In February 2016, the FASB issued ASU 2016-02, “Leases (Topic 842).” The primary difference between the current requirement under GAAP and ASU 2016-02 is the recognition of lease assets and lease liabilities by lessees for those leases classified as operating leases. The FASB has continued to clarify this guidance and most recently issued ASU 2017-13 “Amendments to SEC Paragraphs Pursuant to the Staff Announcement at the July 20, 2017 EITF Meeting and Rescission of Prior SEC Staff Announcements and Observer Comments.” ASU 2016-02 requires that a lessee recognize in the statement of financial position a liability to make lease payments (the lease liability) and a right-of-use asset representing its right to use the underlying asset for the lease term (other than leases that meet the definition of a short-term lease). The liability will be equal to the present value of lease payments. The asset will be based on the liability, subject to adjustment, such as for initial direct costs. For income statement purposes, the FASB retained a dual model, requiring leases to be classified as either operating or finance. Operating leases will result in straight-line expense (similar to current operating leases) while finance leases will result in a front-loaded expense pattern (similar to current capital leases). Classification will be based on criteria that are for the most part similar to those applied in current lease accounting. ASU 2016-02 may be adopted using a modified retrospective transition, and provides for certain practical expedients. Transactions will require application of the new guidance at the beginning of the earliest comparative period presented. The guidance is effective for public entities for fiscal years beginning after December 15, 2018, and interim periods within those fiscal years. Early adoption is permitted. The Company is currently assessing the potential impact of ASU 2016-02 on its consolidated financial statements. Given the Company’s significant number of leases, the Company expects this standard will result in a significant increase to its long-term assets and liabilities but does not expect it to have a material impact on its statements of operations. The Company is required to adopt the new standard in the first quarter of fiscal 2020 and does not expect to early adopt this new standard.

- _Required tasks_:
**a.** In the lease accounting note, what will the lease liability be equal to?
**b.** Extend the lease accounting note with one more paragraph, picking up after its last sentence.

- _Record list_:

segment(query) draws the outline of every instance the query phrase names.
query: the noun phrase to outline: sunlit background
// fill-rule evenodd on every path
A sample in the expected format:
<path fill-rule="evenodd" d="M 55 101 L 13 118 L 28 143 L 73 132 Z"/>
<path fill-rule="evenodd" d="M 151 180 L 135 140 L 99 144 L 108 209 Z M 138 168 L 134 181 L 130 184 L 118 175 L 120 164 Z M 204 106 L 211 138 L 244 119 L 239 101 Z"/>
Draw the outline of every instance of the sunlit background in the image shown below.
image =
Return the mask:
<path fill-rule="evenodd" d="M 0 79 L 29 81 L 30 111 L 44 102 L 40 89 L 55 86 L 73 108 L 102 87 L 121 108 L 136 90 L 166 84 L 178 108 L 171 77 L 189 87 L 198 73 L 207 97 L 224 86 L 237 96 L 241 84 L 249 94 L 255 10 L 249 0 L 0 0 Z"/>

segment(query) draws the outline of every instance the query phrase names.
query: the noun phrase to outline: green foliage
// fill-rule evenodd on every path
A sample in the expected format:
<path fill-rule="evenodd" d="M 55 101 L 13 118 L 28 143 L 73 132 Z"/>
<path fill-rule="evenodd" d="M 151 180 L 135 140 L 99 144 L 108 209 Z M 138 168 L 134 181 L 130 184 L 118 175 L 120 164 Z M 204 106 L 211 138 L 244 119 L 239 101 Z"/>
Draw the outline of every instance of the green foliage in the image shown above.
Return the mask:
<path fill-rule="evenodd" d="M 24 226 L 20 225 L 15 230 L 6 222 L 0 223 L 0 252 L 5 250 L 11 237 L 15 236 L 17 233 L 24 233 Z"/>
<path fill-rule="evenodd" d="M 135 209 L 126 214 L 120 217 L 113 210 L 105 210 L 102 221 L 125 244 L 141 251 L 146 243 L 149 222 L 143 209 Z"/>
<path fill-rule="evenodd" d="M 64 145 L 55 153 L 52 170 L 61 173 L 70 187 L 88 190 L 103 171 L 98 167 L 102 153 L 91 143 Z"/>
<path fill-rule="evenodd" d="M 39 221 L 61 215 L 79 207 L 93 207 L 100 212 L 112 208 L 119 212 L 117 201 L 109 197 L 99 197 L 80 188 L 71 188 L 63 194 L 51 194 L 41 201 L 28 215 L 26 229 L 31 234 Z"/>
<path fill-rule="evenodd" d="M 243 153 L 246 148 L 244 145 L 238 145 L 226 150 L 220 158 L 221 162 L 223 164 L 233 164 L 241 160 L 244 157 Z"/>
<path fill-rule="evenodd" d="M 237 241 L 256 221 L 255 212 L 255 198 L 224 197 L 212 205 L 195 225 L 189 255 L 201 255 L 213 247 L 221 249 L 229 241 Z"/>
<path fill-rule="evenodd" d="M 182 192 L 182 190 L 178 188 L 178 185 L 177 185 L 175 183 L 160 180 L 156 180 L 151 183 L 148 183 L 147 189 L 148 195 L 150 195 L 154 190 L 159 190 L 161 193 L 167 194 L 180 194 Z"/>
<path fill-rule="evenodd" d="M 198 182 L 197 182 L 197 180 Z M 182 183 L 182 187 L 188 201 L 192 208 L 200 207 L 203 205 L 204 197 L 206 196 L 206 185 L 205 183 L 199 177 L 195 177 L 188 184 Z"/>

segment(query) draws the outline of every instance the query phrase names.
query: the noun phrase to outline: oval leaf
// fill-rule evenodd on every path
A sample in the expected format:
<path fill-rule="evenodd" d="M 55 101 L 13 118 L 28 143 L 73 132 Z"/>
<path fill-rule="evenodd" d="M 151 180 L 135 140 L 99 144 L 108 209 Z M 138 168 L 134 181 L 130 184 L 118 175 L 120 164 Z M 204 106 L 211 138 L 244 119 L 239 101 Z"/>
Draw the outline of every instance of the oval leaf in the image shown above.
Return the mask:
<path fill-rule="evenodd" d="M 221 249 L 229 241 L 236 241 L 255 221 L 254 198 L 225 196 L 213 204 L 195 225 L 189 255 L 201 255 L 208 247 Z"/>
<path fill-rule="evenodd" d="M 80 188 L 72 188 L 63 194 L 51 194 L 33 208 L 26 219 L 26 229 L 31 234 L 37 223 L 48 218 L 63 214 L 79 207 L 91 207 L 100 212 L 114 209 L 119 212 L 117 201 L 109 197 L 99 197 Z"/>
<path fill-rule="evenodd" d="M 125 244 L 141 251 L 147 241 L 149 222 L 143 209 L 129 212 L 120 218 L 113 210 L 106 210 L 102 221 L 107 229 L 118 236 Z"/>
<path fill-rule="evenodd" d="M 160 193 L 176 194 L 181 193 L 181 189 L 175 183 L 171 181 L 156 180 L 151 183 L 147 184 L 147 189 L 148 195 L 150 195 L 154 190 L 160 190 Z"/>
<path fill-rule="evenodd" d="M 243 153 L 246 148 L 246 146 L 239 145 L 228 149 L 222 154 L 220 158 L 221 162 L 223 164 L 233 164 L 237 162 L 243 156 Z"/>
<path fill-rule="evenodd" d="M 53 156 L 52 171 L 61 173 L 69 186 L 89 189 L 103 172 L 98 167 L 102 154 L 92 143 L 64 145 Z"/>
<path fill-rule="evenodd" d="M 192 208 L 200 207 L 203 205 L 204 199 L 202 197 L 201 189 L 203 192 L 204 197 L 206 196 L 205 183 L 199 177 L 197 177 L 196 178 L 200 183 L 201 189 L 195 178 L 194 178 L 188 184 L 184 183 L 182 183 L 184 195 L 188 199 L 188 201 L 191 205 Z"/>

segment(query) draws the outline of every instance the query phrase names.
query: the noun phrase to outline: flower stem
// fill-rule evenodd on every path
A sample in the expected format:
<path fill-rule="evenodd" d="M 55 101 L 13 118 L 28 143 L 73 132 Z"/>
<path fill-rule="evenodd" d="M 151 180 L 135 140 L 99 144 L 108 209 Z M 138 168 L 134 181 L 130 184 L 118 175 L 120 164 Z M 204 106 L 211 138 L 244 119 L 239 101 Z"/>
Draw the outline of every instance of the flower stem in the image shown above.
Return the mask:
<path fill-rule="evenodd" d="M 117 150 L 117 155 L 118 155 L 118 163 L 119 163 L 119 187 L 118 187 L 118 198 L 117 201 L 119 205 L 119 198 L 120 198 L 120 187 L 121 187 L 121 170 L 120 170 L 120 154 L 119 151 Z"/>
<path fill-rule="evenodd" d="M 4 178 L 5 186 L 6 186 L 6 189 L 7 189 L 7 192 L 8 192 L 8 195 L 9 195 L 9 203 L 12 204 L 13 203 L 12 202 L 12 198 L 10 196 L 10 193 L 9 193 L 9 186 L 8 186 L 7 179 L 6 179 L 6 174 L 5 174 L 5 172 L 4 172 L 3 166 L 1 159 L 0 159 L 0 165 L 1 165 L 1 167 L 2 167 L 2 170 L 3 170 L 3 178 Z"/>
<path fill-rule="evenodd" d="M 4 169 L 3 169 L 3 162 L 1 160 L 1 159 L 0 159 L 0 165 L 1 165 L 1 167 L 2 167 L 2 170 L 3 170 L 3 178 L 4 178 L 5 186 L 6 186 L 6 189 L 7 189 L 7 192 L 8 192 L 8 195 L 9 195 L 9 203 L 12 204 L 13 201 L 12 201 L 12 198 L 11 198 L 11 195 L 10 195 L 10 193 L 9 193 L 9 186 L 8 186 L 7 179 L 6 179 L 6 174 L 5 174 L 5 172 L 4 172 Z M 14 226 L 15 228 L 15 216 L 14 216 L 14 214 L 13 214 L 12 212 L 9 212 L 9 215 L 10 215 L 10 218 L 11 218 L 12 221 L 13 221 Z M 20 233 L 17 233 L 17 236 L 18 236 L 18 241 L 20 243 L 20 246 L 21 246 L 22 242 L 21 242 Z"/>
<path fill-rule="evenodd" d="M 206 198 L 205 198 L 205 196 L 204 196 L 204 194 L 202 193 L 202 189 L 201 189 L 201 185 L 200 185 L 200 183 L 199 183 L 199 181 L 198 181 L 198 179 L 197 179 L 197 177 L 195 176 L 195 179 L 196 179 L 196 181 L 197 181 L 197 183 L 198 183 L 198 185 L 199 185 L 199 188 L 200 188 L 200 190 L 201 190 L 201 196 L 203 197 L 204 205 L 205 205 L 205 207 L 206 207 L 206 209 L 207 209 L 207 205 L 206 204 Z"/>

- _Answers_:
**a.** The present value of lease payments.

**b.**
 

In January 2016, the FASB issued ASU 2016-01, “Financial Instruments — Overall (Subtopic 825-10): Recognition and Measurement of Financial Assets and Financial Liabilities.” This standard (i) modifies how entities measure equity investments and present changes in the fair value of financial liabilities, (ii) simplifies the impairment assessment of equity investments without readily determinable fair values by requiring a qualitative assessment to identify impairment, (iii) changes presentation and disclosure requirements and (iv) clarifies that an entity should evaluate the need for a valuation allowance on a deferred tax asset related to available-for-sale securities in combination with the entity’s other deferred tax assets. ASU 2016-01 is effective for fiscal years beginning after December 15, 2017, including interim periods within those fiscal years. Early application is permitted. The Company does not expect that the adoption of this ASU will have a material impact on its statement of operations.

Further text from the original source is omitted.